Retype each entry below, keeping every character the same.

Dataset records

(begin)

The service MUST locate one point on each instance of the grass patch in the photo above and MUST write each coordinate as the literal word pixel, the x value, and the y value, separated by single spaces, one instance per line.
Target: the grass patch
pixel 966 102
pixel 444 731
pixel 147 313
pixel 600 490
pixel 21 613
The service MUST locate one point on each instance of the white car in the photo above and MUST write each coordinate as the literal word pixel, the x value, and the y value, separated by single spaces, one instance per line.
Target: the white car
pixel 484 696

(end)

__Solution__:
The service MUST locate one point on each instance of the grass patch in the photo above and MUST write each coordinate as the literal word pixel, the x value, and the y value, separated by single spaces, one instance per line.
Target: the grass patch
pixel 966 102
pixel 444 731
pixel 147 313
pixel 600 490
pixel 21 613
The service MUST locate one point on each instance of the white car in the photo above and MUST write each coordinate as the literal word pixel, the x value, and the y value, separated by single spaces, one instance per line.
Target: the white car
pixel 484 696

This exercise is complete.